THE REQUEST. Copy everything from the line containing "Task: locate the dog's claw." down through the final entry, switching "Set" to "Place" and leaving everything else unchanged.

○ ○ ○

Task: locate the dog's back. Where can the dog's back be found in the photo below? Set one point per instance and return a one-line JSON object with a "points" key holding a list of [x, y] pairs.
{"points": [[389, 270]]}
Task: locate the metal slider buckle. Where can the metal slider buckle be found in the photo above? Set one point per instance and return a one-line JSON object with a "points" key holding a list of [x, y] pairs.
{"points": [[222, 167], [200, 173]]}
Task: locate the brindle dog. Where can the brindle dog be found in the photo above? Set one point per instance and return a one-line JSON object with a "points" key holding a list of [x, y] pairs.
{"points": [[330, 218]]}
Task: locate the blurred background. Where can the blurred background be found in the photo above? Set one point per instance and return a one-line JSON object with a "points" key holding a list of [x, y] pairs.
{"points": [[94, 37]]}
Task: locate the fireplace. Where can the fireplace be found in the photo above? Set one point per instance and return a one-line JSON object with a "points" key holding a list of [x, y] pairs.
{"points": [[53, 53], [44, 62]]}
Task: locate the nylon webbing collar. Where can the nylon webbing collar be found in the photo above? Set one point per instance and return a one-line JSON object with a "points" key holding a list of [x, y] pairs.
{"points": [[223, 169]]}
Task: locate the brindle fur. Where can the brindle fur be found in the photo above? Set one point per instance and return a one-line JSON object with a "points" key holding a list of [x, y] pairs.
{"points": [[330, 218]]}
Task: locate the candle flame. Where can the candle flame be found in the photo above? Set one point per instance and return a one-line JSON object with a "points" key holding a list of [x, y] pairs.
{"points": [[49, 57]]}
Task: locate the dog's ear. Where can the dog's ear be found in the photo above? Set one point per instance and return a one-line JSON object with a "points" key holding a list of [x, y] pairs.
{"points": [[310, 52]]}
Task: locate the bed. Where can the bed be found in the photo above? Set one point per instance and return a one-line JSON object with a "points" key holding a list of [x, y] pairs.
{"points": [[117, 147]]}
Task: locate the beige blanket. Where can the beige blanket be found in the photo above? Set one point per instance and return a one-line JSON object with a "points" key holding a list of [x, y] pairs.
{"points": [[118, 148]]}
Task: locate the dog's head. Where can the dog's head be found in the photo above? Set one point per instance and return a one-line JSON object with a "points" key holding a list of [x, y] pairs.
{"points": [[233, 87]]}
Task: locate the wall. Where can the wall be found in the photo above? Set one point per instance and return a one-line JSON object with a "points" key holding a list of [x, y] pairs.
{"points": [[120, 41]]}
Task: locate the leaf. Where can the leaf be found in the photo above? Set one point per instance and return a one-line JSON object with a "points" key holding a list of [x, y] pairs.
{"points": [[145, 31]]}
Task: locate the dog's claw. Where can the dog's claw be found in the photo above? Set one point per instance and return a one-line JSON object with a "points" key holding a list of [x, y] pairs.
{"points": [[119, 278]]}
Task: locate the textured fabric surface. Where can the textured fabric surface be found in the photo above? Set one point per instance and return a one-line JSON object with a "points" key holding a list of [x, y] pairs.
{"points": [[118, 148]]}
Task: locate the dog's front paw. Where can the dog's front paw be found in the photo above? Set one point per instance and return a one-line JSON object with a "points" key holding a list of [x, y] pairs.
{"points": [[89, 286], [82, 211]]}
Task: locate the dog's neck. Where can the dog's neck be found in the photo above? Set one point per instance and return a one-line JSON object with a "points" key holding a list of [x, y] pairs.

○ ○ ○

SOLUTION.
Task: locate the dog's claw. Where can the dog's claw be found in the photo above? Place one point per instance and return a one-line JSON object with a "points" key holding a list of [x, y] pairs.
{"points": [[119, 278]]}
Task: locate the textured fabric surface. Where can the textured fabric surface be found in the photo above? Place one point per instance and return a one-line JSON object with a "points" key holding a list of [x, y] pairs.
{"points": [[118, 148]]}
Task: locate the dog's front paw. Where can the dog's front paw be found in the photo above? Place one point per instance and return a one-line JSON object with a "points" key holding a list of [x, y] pairs.
{"points": [[89, 286], [82, 211]]}
Task: locate the dog's neck. Where can the dog's neck be found in the photo above? Place one point per instance and return a one-line JSON object with a "points" key holding a list of [x, y] pairs.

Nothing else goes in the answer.